##### PAGE
Just wanted to give a quick word of thanks!

I get to begin the 25th year of life while living in Nazareth, Israel...another thing I never predicted but still pretty cool. And I wanted to say thank you to everyone, family and friends who have shown me love and provided a smile in my short existence.

I realized today that while a birthday is a special day for the specific person who is celebrated, it is not nearly the same without others to celebrate with. This year and last year, I have been in a new place (NC, then Israel) without those around me who know me very well or have been in my life for a long time. However, in a time that could possibly have been lonely and not as exciting, I am continually blessed. New friends have entered my life who are willing to surprise me with a cake or well wishes and I ask how did I get so lucky...all while having a full smile on my face.

I worked at the Nazareth Village for the first part of the day
and they surprised me with a cake at lunch. (an oil lamp in my hand)

I thank God for everything I have and all the people I have gotten to know. And my only wish for myself is to be a man after His own heart and live a life that follows suit.
My wish for you is to be the best version of yourself each day. Only compare who you are to who you were yesterday...and then think of others first - It's really worth it (:

Cheers to you all, go do a random act of kindness.

Zack

Monday, September 15, 2014

Another New Normal

Whattup y'all,

For the 3rd time in about 3 months I have another new normal. First, it was living in a house with 7 peers and a family from the States. Then everybody left and went home to the US and I was in Nazareth by myself, house sitting and adventuring on my own in a foreign town. Now, the Lambeth Family has returned from America and so begins the hopefully longer term normal of leading Young Life with a focus on high school kids...building relationships and sharing who Jesus is and how he's affected my life and can affect theirs.
##########
### GIVEN TASK
Revise the birthday post between "I realized today" and "on my face.", inclusive, replacing "a new place" with "an unfamiliar place".
##### RECORDS PROVIDED
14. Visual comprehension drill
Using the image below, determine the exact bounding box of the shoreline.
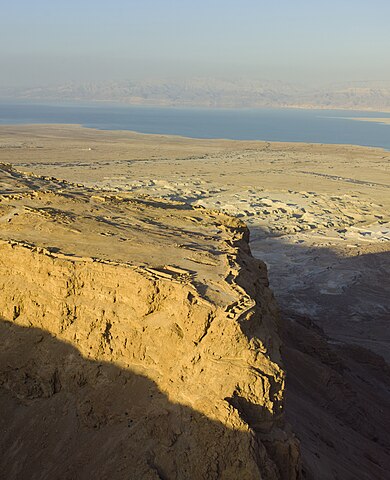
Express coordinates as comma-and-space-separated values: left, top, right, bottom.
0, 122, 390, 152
##########
##### RECORDS PROVIDED
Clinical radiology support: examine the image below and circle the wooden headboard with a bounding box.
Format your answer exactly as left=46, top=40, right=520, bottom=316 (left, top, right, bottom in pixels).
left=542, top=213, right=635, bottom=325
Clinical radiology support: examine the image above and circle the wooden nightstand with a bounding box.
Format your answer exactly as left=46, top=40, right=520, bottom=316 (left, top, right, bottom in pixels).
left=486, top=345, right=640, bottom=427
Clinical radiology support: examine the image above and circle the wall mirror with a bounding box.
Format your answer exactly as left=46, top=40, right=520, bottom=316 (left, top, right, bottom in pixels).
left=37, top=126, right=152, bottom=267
##########
##### RECORDS PROVIDED
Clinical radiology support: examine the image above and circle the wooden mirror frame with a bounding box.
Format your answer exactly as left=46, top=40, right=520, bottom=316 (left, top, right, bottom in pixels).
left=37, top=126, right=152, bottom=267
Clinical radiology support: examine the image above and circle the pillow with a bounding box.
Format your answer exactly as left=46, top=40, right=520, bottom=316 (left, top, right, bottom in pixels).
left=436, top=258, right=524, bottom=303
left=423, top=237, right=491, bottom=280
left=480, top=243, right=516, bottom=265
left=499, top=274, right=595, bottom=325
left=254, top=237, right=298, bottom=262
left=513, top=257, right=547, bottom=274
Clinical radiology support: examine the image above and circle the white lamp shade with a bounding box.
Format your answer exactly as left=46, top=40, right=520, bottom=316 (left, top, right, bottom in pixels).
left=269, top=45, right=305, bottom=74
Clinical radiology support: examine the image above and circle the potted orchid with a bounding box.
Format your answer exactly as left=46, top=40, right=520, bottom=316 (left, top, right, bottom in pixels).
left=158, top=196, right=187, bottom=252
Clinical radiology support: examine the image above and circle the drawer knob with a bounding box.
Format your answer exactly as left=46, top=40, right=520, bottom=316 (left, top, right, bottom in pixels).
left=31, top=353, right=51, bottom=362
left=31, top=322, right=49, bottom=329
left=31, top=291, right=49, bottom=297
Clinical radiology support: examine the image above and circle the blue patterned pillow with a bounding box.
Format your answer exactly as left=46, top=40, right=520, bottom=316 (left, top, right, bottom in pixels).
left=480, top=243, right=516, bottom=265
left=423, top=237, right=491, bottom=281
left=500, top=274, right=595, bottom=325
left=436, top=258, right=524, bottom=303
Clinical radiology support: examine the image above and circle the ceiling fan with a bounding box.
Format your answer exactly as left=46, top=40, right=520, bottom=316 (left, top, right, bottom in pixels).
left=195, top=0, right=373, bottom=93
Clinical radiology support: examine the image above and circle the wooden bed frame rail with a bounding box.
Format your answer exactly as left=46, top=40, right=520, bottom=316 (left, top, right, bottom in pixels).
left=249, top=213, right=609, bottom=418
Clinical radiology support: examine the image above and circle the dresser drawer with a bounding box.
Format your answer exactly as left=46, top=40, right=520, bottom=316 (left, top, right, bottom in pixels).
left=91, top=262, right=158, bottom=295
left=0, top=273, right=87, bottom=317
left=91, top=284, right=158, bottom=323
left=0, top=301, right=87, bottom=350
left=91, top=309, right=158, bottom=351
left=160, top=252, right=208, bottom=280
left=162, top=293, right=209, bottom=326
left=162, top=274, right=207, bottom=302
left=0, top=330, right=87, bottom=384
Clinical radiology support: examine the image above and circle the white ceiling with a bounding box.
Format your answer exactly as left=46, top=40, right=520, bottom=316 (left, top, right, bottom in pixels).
##########
### OUTPUT OF THE EXERCISE
I realized today that while a birthday is a special day for the specific person who is celebrated, it is not nearly the same without others to celebrate with. This year and last year, I have been in an unfamiliar place (NC, then Israel) without those around me who know me very well or have been in my life for a long time. However, in a time that could possibly have been lonely and not as exciting, I am continually blessed. New friends have entered my life who are willing to surprise me with a cake or well wishes and I ask how did I get so lucky...all while having a full smile on my face.